__PASSAGE GIVEN__:
# # # #
Accordingly, he ordered that the Defendant should pay to the Claimant additional sums pursuant to CPR 36 as follows:
Additional interest from 8 November 2016 (date of expiry of the second offer) at 8.5% on general damages and on past losses at 10%.
The additional award be made in the sum of 10% of the damages as prescribed by part 36 i.e. £28,657.29.
Following this decision came the issue of payment on account of costs. Again it was Thirlwall LJ’s view that just because there was likely to be a significant argument about the final sum which was to be payable, this was not a good reason not to order a reasonable sum on account. The issue over the level of costs payable was a matter for Detailed Assessment, however, the Defendant argued for the purposes of a payment on account that this should be calculated on base costs only, with no uplift or insurance premium. However, Thirwall LJ could not see any evidence of why this should be. It was noted that there was no exact science to undertaking the calculation, however doing the best he could on a somewhat rough and ready basis he accepted that there was not much likelihood of the final Bill of Costs being less than £900,000.00. Subsequently, he took a reasonable proportion of that, the sum of £600,000.00 and ordered that the Defendant pay this sum on account.
It is abundantly clear that yet again the Courts are taking each case on its own merits in terms of payments on account, and more specifically in terms of the sums involved. Cases that have not been cost managed are still having ongoing uncertainties with regards to what level of costs are likely to be awarded as a payment on account.
# # # #
(Extracted records)
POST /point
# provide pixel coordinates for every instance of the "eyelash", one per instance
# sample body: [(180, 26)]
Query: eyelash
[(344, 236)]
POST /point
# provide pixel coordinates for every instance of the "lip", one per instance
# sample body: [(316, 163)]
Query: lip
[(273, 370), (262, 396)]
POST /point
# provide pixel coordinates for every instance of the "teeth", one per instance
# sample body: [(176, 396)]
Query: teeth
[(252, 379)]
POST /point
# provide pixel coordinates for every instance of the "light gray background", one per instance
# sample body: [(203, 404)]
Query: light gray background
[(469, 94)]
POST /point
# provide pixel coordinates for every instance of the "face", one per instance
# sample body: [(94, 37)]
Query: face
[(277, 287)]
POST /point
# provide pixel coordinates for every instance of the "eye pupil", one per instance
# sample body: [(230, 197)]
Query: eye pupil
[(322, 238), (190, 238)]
# # # #
__STATED TASK 1__:
According to the passage on costs, what sum was the Defendant ordered to pay on account?
__STATED TASK 2__:
Identify each line in the entries that contains the string "sample", matching case exactly, and copy those lines.

__CORRECT RESULT 1__:
£600,000.00

__CORRECT RESULT 2__:
# sample body: [(180, 26)]
# sample body: [(316, 163)]
# sample body: [(176, 396)]
# sample body: [(203, 404)]
# sample body: [(94, 37)]
# sample body: [(230, 197)]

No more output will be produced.